INPUT ROWS:
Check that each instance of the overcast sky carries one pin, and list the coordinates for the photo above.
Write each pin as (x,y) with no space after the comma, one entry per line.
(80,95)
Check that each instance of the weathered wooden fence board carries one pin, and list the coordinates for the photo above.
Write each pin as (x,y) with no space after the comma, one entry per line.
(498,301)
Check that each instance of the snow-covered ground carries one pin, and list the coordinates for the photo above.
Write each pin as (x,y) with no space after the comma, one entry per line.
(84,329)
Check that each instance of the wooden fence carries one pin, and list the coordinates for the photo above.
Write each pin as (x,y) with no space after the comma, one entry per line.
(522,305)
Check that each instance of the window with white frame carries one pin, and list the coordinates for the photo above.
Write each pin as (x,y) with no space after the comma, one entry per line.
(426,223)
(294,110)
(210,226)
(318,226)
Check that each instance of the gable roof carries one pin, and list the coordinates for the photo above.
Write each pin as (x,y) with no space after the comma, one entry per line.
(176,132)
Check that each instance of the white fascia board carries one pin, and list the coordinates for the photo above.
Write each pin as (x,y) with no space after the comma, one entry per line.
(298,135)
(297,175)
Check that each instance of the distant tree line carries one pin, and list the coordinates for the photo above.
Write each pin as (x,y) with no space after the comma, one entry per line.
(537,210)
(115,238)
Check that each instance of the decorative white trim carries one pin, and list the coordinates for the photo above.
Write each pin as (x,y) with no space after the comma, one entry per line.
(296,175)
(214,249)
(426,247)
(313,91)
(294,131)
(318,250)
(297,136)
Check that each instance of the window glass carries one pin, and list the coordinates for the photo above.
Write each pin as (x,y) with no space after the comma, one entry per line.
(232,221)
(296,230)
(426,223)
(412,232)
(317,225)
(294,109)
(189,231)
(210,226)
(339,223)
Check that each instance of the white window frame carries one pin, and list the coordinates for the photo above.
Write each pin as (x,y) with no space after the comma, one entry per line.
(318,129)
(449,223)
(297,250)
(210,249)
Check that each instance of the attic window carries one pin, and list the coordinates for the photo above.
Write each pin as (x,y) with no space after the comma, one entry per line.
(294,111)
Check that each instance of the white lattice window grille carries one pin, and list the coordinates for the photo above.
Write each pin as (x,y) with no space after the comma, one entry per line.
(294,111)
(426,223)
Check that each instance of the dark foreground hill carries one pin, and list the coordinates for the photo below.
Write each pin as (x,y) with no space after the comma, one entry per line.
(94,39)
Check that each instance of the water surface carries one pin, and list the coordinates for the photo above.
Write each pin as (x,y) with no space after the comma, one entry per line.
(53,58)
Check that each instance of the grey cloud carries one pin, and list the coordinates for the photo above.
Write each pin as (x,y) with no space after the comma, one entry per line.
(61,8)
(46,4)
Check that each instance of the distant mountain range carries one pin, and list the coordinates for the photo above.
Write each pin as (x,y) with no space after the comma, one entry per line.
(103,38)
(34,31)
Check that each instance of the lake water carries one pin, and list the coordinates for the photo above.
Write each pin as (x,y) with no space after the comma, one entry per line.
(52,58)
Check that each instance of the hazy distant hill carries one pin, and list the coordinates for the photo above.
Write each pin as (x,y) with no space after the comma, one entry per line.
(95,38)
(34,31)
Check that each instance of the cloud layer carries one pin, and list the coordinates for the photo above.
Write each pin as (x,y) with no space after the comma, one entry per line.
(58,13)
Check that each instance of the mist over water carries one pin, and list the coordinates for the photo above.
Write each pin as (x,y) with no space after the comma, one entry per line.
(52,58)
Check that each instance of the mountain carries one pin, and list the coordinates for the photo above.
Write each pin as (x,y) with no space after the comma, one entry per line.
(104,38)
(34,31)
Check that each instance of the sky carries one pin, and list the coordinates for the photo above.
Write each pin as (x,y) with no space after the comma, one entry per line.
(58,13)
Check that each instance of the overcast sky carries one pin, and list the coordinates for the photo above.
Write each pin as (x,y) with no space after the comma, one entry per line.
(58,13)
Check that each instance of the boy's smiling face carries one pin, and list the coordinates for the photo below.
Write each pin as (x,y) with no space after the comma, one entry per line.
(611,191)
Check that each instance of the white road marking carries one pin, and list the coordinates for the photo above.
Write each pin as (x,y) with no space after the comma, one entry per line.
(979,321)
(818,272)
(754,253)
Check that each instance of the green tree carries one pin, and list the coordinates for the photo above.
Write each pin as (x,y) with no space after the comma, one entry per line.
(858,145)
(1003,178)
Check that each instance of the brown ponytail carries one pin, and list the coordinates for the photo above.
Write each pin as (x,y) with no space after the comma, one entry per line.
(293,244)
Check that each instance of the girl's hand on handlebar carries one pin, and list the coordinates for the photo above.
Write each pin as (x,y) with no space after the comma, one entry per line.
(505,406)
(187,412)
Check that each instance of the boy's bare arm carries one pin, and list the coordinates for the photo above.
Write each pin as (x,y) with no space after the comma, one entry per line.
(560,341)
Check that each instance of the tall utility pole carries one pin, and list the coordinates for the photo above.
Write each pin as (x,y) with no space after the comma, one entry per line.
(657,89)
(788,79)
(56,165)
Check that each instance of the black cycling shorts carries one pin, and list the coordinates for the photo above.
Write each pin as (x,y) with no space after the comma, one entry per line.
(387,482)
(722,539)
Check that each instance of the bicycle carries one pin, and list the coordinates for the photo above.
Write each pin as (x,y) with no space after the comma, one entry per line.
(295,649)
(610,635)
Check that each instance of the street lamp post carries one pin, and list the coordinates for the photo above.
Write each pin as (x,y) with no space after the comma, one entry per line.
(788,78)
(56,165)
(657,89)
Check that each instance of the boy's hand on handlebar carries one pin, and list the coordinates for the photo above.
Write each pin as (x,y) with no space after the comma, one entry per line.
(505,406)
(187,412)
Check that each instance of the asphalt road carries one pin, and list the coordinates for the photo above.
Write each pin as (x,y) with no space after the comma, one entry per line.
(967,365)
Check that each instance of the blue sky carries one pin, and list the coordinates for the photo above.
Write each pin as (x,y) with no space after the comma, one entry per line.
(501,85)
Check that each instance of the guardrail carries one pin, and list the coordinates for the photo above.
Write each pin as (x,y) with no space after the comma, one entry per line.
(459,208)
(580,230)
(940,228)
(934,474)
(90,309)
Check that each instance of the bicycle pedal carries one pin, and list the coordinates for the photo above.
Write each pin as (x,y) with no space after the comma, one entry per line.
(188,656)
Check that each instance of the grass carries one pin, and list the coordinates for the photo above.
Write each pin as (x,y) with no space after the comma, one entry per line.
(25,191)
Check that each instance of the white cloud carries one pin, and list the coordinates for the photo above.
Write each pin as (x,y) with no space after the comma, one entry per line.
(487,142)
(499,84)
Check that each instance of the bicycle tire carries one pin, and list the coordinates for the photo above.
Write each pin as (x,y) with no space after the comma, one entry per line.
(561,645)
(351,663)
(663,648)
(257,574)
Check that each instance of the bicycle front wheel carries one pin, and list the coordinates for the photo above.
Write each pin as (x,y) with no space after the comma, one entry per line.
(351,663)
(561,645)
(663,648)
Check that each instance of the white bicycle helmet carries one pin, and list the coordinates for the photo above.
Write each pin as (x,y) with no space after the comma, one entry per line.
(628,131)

REQUIRED WORK:
From the listing above, reproduce all the lines exactly.

COMPLETED EXERCISE:
Check that each instance of the overcast sky carries one pin, and list the coordinates for the photo above.
Write each pin as (x,y) with no space after the comma, one entry per line.
(80,95)
Check that each instance of the weathered wooden fence board carries one pin, and list the coordinates for the photo above.
Write each pin as (x,y) with no space after the comma, one entry per line.
(498,301)
Check that each instance of the snow-covered ground carries one pin, and list the coordinates for the photo above.
Write each pin as (x,y) with no space after the comma, one entry per line.
(84,329)
Check that each instance of the wooden fence carries one pin, and list the coordinates for the photo above.
Write each pin as (x,y) with no space after the comma, one entry per line.
(522,305)
Check that each instance of the window with white frame carries one pin, and list the coordinates for the photo above.
Write each pin as (x,y) with no space after the comma, one entry per line.
(426,223)
(294,110)
(210,226)
(318,226)
Check that each instance of the gable roof carries one pin, and list the coordinates for the photo above.
Write each pin as (x,y) with no space after the comma, one entry per line.
(176,132)
Check that each instance of the white fascia board carries one pin, and list the coordinates for the photo above.
Write each pin as (x,y) with no space after the comma, one entry per line.
(298,135)
(297,175)
Check that each instance of the distant tree line carries one pin, and list the coordinates for the photo above.
Write each pin as (x,y) with no space after the comma, one entry per line.
(537,210)
(115,238)
Check that each instance of the decorative white trim carries one pin, and list the coordinates for the photo above.
Write each pin as (x,y) with no space after the comma, one entry per line.
(296,175)
(214,249)
(426,247)
(313,91)
(294,131)
(318,250)
(297,136)
Check that each instance of the window glass carries one pin, and list the coordinates for the photo above.
Write each pin as (x,y) with no space after the comma, one entry per line.
(232,221)
(296,230)
(426,223)
(412,232)
(317,225)
(294,109)
(189,231)
(210,226)
(339,223)
Check that each instance of the white window frame carries one pin, and list the coordinates for the photo above.
Write each pin as (x,y) with no space after the comma, one entry per line.
(318,129)
(449,223)
(297,250)
(210,249)
Check that each instance of the attic window carries one pin, and list the coordinates for the photo above.
Write each pin as (x,y) with no space after the comma, one entry per line.
(294,111)
Check that each instance of the white lattice window grille carries one pin, and list the coordinates for the photo above.
Write each pin as (x,y) with no space after the comma, one entry per line.
(294,111)
(426,223)
Check that each instance of the dark foreground hill carries one pin, and list the coordinates for the photo below.
Write each pin as (x,y) with no space after the comma, one entry per line.
(94,39)
Check that each instance of the water surface carries one pin, and list the coordinates for the photo above.
Write each pin as (x,y) with no space after the comma, one entry per line.
(53,58)
Check that each instance of the grey cloud carries one pin, and list the coordinates for the photo above.
Write each pin as (x,y) with no space after the comma, one entry per line.
(61,8)
(46,4)
Check that each instance of the distant mountain range carries one pin, and list the coordinates for the photo above.
Write each pin as (x,y) with no space after the comma, one entry per line.
(103,38)
(34,31)
Check that each instance of the lake water carries one pin, and list the coordinates for the photo above.
Write each pin as (x,y) with no space after the comma, one entry per line.
(52,58)
Check that each instance of the hazy distant hill carries one pin, and list the coordinates for the photo above.
Write each pin as (x,y) with no space after the comma, one entry per line.
(95,38)
(34,31)
Check that each instance of the cloud layer carries one pin, and list the coordinates for the photo above.
Write each pin as (x,y) with no space after the comma, one entry per line.
(58,13)
Check that each instance of the mist over water carries one pin, and list the coordinates for the photo above.
Write each pin as (x,y) with no space after the comma, one entry per line.
(52,58)
Check that each instance of the mountain carries one pin, and list the coordinates for the photo above.
Write each pin as (x,y) with no space after the comma, one entry per line.
(104,38)
(34,31)
Check that each instance of the sky carries one pin, and list the coordinates for the photo above.
Write each pin as (x,y) with no space after the comma, one entry per line.
(58,13)
Check that each instance of the overcast sky carries one pin, and list the coordinates for the photo above.
Write each pin as (x,y) with no space after the comma, one entry per line.
(58,13)
Check that each instance of the boy's smiling face carries one pin, and list the coordinates for the photo below.
Write each pin as (x,y) with no space after the comma, one entry per line.
(611,191)
Check that each instance of the white road marking carries one pin, and list the coordinates for the photo above.
Write each pin as (x,y) with no space after the comma, one entry per line.
(979,321)
(818,272)
(754,253)
Check that each instance of the green tree carries one pin, and list the coordinates for the photo above.
Write each pin as (x,y) with no space after the comma, one entry per line.
(858,145)
(1003,178)
Check that each instance of the brown ponytail carries one pin, and list the coordinates for the photo above.
Write each pin as (x,y) with no space after the comma, one entry per line.
(293,244)
Check that each instance of the girl's hand on handlebar carries one pin, and list the coordinates for the photo above.
Write each pin as (x,y) with no space after the comma, one entry per line.
(505,406)
(187,412)
Check that each instance of the boy's bare arm carries one pin, and list the coordinates for the photo above.
Write each pin as (x,y) with no space after the comma, one entry per line.
(560,341)
Check that each instance of the tall utility pole carries one pin, and list the coordinates for the photo above.
Write each pin as (x,y) with no space after the comma, one entry per line.
(657,89)
(788,79)
(56,165)
Check that each instance of the black cycling shorts carries one pin, and list the coordinates for the photo above.
Write each pin as (x,y) with no space after the comma, one entry per line.
(387,482)
(722,539)
Check that each instance of the bicycle carries one pin, and list the coordinates for the photo above.
Write each pin as (x,y) with no space after the comma, one entry per line.
(295,649)
(610,635)
Check that each instance of the street lamp post carries one pin, and list the coordinates for the photo above.
Write each pin as (x,y) with no space after the comma, one entry per line.
(788,78)
(56,165)
(657,89)
Check that each instance of the boy's hand on handlebar carries one pin, and list the coordinates for the photo above.
Write each pin as (x,y) with no space after the comma, one entry per line.
(505,406)
(187,412)
Check that each instance of the asphalt road carries one pin, and list the coordinates for the photo above.
Write each pin as (x,y) with no space after the comma, one entry per line.
(967,365)
Check that each instance of the blue sky carries one pin, and list the coordinates for the photo above.
Write each pin as (x,y) with no space after the comma, one entry per line.
(501,85)
Check that each instance of the guardrail carries one pin, and list the coordinates for the photo above.
Write each pin as (x,y) with no space after the comma, one entry per line.
(459,208)
(580,230)
(940,228)
(934,474)
(90,309)
Check that each instance of the bicycle pedal carries one pin, and list the coordinates for the photo above.
Write each pin as (x,y) with no space after the comma, one entry per line.
(188,656)
Check that each instance of the grass carries one pin, and list the coordinates for the photo above.
Write each pin as (x,y) with no space after the comma, one entry per line.
(25,191)
Check that each instance of the white cloud carries one pin, and list the coordinates for the photo above.
Write each pin as (x,y) with no space after the comma, one entry per line.
(487,142)
(499,84)
Check that each instance of the bicycle tire carries one pin, and list the coordinates for the photo above.
Write each pin as (x,y) with no space after the comma, one entry per line.
(561,645)
(351,663)
(663,648)
(257,574)
Check that each instance of the bicycle front wheel carries one pin, and list the coordinates for the photo above.
Write each pin as (x,y) with no space after the comma, one entry per line.
(351,663)
(561,645)
(663,648)
Check that each instance of the white bicycle helmet carries one pin, and list the coordinates for the photo above.
Write each pin as (x,y) with no space after the comma, one entry per line.
(628,131)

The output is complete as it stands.